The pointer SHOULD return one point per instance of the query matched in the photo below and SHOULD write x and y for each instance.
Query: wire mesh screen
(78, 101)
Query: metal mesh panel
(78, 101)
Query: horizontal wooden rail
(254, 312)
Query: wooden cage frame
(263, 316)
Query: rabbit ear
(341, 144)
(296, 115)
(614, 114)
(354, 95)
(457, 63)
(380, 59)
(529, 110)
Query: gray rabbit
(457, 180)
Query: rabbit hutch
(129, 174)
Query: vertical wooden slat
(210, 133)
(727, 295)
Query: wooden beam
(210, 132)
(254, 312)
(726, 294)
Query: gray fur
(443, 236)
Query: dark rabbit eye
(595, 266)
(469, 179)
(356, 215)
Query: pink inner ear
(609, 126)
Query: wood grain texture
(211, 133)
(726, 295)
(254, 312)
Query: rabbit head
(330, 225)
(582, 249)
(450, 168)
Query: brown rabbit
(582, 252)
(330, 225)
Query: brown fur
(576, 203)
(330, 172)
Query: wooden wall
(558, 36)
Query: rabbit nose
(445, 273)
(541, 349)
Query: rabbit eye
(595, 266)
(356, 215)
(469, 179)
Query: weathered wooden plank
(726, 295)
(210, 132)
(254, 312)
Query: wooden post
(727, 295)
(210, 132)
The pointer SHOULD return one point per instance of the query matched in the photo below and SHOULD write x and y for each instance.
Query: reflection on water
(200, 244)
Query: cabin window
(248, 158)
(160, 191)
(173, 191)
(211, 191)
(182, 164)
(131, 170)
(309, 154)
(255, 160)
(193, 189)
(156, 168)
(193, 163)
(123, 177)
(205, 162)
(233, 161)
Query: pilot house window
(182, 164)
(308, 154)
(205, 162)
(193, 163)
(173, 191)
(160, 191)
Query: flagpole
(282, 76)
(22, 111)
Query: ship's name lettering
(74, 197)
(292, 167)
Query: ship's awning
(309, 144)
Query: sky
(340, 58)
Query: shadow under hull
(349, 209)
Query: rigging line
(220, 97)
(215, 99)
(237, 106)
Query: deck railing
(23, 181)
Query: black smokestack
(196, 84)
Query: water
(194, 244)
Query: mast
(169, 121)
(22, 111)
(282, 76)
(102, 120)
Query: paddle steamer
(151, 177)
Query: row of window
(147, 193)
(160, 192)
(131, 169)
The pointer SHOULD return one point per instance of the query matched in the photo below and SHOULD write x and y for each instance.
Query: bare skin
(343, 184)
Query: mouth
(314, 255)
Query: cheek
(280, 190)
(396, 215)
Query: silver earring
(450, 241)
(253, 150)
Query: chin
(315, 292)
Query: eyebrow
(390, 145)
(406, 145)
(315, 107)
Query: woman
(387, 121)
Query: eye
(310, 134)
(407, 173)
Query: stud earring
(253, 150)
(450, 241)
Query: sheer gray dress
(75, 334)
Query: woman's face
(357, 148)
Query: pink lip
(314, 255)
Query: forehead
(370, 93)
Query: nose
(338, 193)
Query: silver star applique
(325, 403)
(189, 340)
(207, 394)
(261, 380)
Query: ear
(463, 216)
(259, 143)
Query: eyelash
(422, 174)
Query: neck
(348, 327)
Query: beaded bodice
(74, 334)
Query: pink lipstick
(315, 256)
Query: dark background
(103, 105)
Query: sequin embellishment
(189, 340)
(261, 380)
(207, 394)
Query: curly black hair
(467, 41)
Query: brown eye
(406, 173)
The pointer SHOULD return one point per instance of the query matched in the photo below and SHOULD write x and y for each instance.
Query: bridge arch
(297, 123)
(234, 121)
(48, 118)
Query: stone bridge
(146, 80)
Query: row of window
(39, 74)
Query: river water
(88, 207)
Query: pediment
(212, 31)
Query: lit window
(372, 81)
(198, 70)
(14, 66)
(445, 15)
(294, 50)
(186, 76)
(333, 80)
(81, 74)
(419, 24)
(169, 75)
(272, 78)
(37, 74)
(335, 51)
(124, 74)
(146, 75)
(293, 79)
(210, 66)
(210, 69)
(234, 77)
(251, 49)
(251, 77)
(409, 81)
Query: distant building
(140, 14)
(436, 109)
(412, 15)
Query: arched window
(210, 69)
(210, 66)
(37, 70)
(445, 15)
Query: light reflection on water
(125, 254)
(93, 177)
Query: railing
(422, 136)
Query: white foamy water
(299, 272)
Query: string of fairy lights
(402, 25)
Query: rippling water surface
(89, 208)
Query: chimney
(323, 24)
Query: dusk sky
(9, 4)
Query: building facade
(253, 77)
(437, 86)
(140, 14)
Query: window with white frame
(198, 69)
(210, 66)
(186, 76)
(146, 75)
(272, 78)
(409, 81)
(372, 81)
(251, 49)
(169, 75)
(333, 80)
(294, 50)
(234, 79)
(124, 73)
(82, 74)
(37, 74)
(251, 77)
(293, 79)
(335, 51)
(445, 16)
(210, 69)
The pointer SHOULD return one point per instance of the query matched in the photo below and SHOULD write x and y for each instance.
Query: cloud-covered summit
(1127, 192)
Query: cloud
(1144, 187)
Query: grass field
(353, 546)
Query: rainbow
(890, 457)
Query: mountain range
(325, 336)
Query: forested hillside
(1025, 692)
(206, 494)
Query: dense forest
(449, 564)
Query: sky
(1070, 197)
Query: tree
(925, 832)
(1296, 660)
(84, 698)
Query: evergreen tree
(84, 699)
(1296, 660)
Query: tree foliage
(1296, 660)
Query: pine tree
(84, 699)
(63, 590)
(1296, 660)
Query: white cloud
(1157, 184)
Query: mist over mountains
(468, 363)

*Required action*
Return the entries above in full and exactly as written.

*Response to the task*
The pointer SHOULD return one point per instance of the query matched in the photo below and SHOULD write x and y for each instance.
Query: wire mesh screen
(78, 101)
Query: metal mesh panel
(78, 101)
Query: horizontal wooden rail
(254, 312)
Query: wooden cage frame
(263, 316)
Query: rabbit ear
(341, 144)
(296, 115)
(614, 114)
(354, 95)
(457, 63)
(380, 59)
(529, 110)
Query: gray rabbit
(457, 180)
Query: rabbit hutch
(129, 174)
Query: vertical wooden slat
(210, 133)
(727, 295)
Query: wooden beam
(210, 132)
(254, 312)
(726, 294)
Query: gray fur
(443, 236)
Query: dark rabbit eye
(595, 266)
(469, 179)
(356, 215)
Query: pink inner ear
(609, 126)
Query: wood grain texture
(211, 133)
(726, 295)
(254, 312)
Query: rabbit head
(330, 225)
(582, 249)
(450, 168)
Query: brown rabbit
(582, 252)
(330, 225)
Query: brown fur
(576, 203)
(330, 172)
Query: wooden wall
(558, 36)
Query: rabbit nose
(445, 273)
(541, 349)
Query: rabbit eye
(595, 266)
(356, 215)
(469, 179)
Query: weathered wooden plank
(726, 295)
(210, 132)
(254, 312)
Query: wooden post
(727, 295)
(210, 132)
The pointer SHOULD return one point per instance of the query matched in the photo below and SHOULD write x and y for each instance.
Query: reflection on water
(200, 244)
Query: cabin window
(248, 158)
(160, 191)
(173, 191)
(211, 191)
(182, 164)
(131, 170)
(309, 154)
(255, 160)
(193, 189)
(156, 168)
(193, 163)
(123, 177)
(205, 162)
(233, 161)
Query: pilot house window
(182, 164)
(308, 154)
(205, 162)
(193, 163)
(173, 191)
(160, 191)
Query: flagpole
(282, 76)
(22, 111)
Query: ship's name lettering
(74, 197)
(292, 167)
Query: ship's awning
(309, 144)
Query: sky
(340, 58)
Query: shadow under hull
(349, 209)
Query: rigging line
(220, 97)
(215, 99)
(237, 106)
Query: deck railing
(23, 181)
Query: black smokestack
(196, 84)
Query: water
(194, 244)
Query: mast
(169, 121)
(22, 111)
(282, 76)
(102, 120)
Query: paddle steamer
(151, 177)
Query: row of window
(147, 193)
(160, 192)
(131, 169)
The pointer SHOULD return one point per instance of the query matched in the photo below and SHOULD write x and y for each instance.
Query: bare skin
(343, 184)
Query: mouth
(314, 255)
Query: cheek
(280, 190)
(396, 215)
Query: silver earring
(450, 241)
(253, 150)
Query: chin
(315, 292)
Query: eyebrow
(390, 145)
(406, 145)
(315, 107)
Query: woman
(387, 121)
Query: eye
(310, 134)
(407, 173)
Query: stud earring
(253, 150)
(450, 241)
Query: sheer gray dress
(75, 334)
Query: woman's face
(357, 148)
Query: pink lip
(314, 255)
Query: forehead
(370, 93)
Query: nose
(338, 193)
Query: silver star applique
(325, 403)
(189, 340)
(207, 394)
(261, 380)
Query: ear
(463, 216)
(259, 143)
Query: eyelash
(422, 174)
Query: neck
(348, 327)
Query: beaded bodice
(74, 334)
Query: pink lipstick
(315, 256)
Query: dark background
(103, 105)
Query: sequin embellishment
(189, 340)
(261, 380)
(207, 394)
Query: curly black hair
(467, 41)
Query: brown eye
(406, 173)
The pointer SHOULD return one point per instance of the query matched in the photo below and SHOULD write x and y for each instance.
Query: bridge arch
(297, 123)
(234, 121)
(48, 118)
Query: stone bridge
(146, 80)
Query: row of window
(39, 74)
Query: river water
(88, 207)
Query: pediment
(212, 31)
Query: lit window
(372, 81)
(198, 70)
(14, 66)
(445, 15)
(294, 50)
(186, 76)
(333, 80)
(81, 74)
(419, 24)
(169, 75)
(272, 78)
(37, 74)
(335, 51)
(124, 74)
(146, 75)
(293, 79)
(210, 66)
(210, 69)
(234, 77)
(251, 49)
(251, 77)
(409, 81)
Query: distant building
(140, 14)
(436, 109)
(412, 15)
Query: arched window
(210, 69)
(210, 66)
(37, 70)
(445, 15)
Query: light reflection on water
(125, 254)
(93, 177)
Query: railing
(422, 136)
Query: white foamy water
(299, 272)
Query: string of fairy lights
(402, 25)
Query: rippling water surface
(89, 208)
Query: chimney
(323, 24)
Query: dusk sky
(9, 4)
Query: building facade
(253, 77)
(437, 86)
(140, 14)
Query: window with white frame
(198, 69)
(210, 66)
(186, 76)
(146, 75)
(272, 78)
(409, 81)
(372, 81)
(251, 49)
(169, 75)
(333, 80)
(294, 50)
(234, 79)
(124, 73)
(82, 74)
(37, 74)
(251, 77)
(293, 79)
(335, 51)
(445, 16)
(210, 69)
The pointer SHOULD return one point per instance of the query matched in the photo below and SHOULD write x and y for each instance.
Query: cloud-covered summit
(1127, 192)
Query: cloud
(1144, 187)
Query: grass field
(353, 546)
Query: rainbow
(890, 457)
Query: mountain range
(325, 336)
Query: forested hillside
(1025, 692)
(206, 494)
Query: dense forest
(449, 564)
Query: sky
(1070, 197)
Query: tree
(925, 832)
(1296, 660)
(84, 698)
Query: evergreen tree
(84, 699)
(1296, 660)
Query: tree foliage
(1296, 660)
Query: pine tree
(84, 699)
(63, 590)
(1296, 660)
Query: white cloud
(1157, 184)
Query: mist over mountains
(468, 363)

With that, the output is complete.